= Data extracted from a collection =
* * * * *

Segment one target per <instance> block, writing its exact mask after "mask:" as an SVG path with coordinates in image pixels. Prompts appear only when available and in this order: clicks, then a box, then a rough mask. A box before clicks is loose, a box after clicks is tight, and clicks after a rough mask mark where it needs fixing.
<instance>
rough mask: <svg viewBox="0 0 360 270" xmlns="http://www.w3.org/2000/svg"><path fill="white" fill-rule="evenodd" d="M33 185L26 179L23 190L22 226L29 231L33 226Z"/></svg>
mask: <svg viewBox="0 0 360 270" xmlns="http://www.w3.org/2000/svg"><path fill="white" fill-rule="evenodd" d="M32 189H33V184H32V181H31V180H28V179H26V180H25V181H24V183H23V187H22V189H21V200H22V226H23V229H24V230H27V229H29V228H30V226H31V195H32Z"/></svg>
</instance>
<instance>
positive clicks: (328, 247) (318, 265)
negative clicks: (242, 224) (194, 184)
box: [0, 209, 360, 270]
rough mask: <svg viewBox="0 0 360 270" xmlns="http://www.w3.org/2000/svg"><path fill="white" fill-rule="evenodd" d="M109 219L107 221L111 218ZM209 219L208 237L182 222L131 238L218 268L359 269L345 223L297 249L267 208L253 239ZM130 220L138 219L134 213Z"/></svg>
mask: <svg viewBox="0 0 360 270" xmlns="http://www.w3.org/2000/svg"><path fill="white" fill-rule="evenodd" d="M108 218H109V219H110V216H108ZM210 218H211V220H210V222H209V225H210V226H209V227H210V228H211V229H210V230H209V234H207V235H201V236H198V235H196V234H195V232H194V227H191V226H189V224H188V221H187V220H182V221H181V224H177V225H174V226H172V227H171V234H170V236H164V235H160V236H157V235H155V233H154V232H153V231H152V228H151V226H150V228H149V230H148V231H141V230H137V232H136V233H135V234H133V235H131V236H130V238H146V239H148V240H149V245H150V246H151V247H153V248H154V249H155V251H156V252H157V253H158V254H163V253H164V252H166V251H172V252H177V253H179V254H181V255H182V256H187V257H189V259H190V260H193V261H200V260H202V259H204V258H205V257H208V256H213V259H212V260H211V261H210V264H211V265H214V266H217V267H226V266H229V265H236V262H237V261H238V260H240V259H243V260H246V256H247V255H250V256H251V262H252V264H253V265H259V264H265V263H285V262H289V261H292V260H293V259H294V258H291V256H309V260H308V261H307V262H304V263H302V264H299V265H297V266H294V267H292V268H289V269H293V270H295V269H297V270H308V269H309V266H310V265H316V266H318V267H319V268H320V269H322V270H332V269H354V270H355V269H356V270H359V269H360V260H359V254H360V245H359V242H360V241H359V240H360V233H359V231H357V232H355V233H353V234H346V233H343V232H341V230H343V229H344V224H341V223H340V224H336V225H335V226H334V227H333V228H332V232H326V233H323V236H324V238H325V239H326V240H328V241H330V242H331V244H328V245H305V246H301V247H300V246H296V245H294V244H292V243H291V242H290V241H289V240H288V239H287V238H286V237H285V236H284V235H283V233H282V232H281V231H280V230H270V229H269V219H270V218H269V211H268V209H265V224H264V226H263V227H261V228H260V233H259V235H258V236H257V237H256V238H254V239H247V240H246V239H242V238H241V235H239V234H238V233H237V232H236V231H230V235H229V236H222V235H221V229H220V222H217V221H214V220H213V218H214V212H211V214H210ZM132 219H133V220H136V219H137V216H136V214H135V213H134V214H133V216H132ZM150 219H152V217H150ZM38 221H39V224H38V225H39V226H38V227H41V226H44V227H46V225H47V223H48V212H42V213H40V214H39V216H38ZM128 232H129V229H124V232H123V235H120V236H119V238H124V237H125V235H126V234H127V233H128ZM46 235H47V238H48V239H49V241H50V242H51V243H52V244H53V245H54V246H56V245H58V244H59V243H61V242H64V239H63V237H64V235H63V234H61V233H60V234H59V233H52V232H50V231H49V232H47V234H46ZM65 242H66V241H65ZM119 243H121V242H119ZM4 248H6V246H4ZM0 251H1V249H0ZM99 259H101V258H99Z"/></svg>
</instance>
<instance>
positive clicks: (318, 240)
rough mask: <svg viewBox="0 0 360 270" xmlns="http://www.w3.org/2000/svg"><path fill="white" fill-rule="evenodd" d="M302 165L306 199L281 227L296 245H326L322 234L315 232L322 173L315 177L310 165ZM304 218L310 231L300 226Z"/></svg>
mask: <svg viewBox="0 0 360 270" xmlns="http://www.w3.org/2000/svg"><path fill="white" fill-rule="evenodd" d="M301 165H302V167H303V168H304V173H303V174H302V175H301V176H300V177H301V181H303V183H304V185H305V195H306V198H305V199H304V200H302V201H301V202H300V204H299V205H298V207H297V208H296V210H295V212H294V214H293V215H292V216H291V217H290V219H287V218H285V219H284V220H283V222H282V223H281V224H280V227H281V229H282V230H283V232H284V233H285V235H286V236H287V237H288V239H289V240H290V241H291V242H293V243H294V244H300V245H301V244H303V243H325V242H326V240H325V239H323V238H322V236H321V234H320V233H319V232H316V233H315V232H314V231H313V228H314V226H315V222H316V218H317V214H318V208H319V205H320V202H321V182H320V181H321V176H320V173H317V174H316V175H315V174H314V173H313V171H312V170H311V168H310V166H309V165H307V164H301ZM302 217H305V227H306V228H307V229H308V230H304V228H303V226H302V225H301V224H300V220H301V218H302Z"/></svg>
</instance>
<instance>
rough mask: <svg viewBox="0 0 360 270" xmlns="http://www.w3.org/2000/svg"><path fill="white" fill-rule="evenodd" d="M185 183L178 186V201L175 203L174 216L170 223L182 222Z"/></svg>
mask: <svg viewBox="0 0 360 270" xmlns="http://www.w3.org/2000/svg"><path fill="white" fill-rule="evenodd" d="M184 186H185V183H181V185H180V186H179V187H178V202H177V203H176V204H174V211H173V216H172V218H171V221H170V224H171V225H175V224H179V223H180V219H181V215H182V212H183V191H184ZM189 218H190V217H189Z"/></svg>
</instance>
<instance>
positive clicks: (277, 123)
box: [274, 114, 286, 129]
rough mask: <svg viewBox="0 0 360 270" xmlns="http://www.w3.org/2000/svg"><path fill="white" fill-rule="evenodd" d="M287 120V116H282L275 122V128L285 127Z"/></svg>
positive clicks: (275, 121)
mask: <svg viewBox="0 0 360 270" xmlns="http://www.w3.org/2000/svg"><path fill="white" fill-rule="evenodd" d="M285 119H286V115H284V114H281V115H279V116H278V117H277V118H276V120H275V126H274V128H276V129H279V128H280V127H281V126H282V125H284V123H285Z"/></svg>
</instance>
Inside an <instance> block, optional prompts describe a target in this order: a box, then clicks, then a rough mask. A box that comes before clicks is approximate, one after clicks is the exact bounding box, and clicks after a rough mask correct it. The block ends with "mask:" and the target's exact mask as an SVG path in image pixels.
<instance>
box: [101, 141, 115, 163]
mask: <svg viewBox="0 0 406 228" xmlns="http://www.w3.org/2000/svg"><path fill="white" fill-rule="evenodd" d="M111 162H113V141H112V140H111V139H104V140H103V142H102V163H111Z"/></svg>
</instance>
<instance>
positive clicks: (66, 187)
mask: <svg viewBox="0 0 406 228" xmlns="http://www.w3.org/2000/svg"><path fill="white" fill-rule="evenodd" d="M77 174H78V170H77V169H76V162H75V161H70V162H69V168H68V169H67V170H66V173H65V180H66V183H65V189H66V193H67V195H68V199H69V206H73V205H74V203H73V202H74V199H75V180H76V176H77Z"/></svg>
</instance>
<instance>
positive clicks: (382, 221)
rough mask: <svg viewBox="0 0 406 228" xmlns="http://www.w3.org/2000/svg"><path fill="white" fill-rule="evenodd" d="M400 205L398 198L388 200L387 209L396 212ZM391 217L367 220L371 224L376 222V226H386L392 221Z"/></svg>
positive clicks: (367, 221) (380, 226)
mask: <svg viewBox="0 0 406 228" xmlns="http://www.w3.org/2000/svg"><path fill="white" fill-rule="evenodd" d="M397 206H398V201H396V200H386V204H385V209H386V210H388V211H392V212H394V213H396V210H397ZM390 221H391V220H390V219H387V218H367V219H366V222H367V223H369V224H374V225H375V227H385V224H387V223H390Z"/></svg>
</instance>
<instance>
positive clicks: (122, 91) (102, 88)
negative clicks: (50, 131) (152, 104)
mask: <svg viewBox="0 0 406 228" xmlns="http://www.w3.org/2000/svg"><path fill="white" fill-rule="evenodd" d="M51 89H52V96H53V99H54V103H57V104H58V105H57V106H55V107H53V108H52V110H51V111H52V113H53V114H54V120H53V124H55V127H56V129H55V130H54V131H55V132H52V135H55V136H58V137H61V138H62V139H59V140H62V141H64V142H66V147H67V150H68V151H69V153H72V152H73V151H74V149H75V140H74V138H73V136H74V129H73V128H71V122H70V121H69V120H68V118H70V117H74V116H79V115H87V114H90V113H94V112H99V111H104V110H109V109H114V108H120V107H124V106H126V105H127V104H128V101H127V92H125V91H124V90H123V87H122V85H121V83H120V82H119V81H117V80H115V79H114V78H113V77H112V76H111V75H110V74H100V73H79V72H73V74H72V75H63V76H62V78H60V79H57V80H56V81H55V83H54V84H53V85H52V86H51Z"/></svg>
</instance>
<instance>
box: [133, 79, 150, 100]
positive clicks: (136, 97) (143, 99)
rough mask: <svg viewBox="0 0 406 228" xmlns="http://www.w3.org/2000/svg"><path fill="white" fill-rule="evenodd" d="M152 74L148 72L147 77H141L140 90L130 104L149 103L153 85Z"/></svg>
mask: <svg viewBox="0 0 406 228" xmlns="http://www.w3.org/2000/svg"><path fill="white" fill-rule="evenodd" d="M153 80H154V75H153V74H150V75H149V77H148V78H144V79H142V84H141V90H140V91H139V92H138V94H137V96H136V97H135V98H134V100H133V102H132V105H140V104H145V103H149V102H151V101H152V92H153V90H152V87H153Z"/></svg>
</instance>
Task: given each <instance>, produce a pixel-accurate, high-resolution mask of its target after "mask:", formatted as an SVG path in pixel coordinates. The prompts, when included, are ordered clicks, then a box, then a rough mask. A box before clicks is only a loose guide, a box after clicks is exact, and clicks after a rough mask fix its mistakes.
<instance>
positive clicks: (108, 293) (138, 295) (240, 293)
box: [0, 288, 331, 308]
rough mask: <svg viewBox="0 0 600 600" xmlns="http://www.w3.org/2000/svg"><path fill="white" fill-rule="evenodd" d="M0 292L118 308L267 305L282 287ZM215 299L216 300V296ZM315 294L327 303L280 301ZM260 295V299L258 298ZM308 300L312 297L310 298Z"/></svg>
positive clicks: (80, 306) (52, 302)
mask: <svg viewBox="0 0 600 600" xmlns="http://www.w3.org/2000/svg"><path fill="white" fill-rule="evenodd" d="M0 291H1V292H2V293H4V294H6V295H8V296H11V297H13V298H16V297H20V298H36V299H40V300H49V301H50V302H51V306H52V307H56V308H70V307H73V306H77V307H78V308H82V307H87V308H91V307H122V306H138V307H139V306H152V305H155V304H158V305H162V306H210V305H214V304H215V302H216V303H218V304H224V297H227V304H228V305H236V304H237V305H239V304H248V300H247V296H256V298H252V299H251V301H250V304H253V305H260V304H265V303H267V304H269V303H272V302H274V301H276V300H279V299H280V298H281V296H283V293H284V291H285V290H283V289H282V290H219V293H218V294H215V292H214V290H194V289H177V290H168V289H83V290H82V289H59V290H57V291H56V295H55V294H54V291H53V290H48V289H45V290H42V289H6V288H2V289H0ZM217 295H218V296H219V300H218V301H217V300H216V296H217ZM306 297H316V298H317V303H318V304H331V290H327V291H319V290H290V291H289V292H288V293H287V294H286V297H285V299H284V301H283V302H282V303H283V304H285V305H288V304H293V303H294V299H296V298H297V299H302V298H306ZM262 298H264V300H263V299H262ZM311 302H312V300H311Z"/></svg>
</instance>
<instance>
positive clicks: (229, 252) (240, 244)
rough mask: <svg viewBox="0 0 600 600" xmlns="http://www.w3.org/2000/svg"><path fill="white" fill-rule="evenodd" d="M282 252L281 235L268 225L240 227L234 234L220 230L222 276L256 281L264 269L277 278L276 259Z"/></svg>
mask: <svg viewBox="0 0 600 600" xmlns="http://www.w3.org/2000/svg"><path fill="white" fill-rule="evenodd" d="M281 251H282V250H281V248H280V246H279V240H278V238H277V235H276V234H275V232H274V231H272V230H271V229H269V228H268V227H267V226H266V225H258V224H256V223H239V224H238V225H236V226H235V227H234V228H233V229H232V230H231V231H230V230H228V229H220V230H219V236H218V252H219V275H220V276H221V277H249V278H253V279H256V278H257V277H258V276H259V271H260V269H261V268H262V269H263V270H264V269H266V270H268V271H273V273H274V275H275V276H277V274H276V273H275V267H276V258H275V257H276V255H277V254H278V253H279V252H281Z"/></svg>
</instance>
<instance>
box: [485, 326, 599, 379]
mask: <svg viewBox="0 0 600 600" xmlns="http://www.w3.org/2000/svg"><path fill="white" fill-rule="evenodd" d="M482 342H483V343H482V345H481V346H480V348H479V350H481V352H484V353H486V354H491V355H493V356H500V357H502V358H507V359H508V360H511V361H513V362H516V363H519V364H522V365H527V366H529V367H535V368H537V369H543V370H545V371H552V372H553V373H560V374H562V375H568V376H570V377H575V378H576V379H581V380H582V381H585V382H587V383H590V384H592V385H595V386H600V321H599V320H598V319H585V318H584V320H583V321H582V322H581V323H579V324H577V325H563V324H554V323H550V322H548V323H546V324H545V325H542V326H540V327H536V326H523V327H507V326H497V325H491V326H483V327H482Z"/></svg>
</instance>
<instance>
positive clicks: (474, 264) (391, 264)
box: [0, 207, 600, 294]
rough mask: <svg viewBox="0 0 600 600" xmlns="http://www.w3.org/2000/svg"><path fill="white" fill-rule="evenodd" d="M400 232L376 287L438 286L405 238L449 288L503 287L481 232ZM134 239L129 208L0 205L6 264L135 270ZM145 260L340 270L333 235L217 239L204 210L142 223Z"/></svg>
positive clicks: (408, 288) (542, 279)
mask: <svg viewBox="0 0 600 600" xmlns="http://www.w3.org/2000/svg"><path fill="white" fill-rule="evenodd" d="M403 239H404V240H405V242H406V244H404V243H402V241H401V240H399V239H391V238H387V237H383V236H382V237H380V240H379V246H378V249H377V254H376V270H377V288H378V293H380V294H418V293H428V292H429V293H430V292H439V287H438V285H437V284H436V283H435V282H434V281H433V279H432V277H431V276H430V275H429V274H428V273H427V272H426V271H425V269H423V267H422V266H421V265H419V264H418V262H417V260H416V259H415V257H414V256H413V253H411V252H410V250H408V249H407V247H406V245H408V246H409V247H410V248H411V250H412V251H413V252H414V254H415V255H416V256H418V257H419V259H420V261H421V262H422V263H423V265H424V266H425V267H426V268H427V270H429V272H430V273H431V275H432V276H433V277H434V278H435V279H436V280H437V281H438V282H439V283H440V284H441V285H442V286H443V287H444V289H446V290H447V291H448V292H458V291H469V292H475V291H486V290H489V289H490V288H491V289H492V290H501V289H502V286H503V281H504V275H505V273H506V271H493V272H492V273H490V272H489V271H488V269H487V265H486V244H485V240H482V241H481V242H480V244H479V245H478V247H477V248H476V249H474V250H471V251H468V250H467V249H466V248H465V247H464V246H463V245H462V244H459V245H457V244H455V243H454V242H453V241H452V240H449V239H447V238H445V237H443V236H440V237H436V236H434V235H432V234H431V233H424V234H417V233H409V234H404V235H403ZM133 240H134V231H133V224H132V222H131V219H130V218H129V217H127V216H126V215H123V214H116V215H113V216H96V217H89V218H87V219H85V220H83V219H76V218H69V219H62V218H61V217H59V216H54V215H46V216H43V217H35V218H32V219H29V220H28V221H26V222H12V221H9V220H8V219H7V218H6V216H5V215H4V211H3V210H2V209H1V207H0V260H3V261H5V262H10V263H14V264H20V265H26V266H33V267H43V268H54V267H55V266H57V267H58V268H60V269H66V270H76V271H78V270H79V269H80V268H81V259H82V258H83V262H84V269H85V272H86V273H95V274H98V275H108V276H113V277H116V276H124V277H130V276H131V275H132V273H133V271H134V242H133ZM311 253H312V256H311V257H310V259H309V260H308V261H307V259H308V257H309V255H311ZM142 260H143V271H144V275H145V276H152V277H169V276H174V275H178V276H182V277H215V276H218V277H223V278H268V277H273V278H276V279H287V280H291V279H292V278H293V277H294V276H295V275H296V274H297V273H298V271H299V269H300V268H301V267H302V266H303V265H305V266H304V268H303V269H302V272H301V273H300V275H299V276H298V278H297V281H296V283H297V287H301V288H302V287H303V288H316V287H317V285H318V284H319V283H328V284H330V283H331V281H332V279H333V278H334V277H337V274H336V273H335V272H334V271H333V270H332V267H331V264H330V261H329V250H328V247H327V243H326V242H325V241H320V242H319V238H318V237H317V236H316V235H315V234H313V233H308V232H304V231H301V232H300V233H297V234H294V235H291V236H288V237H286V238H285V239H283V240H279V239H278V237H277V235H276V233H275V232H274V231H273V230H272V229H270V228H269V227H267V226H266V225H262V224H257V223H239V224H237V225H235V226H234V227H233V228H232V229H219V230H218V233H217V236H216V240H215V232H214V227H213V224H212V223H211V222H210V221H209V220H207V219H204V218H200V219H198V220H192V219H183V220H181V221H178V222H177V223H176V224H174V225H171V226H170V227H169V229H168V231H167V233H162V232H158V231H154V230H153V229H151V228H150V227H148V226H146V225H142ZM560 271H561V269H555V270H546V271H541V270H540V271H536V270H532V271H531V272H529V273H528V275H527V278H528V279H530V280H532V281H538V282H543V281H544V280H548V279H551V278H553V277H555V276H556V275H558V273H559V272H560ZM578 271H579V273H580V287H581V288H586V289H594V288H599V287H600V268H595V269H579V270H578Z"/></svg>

* * * * *

= What you need to do =
Quote the listing from the line containing "292L118 308L267 305L282" up to and including the line containing "positive clicks: (80, 306) (52, 302)".

= Response to the exercise =
rough mask: <svg viewBox="0 0 600 600" xmlns="http://www.w3.org/2000/svg"><path fill="white" fill-rule="evenodd" d="M0 292L118 308L267 305L282 287ZM215 299L216 300V296ZM315 294L327 303L280 301ZM260 295V299L258 298ZM308 300L312 297L310 298Z"/></svg>
positive clicks: (80, 306) (52, 302)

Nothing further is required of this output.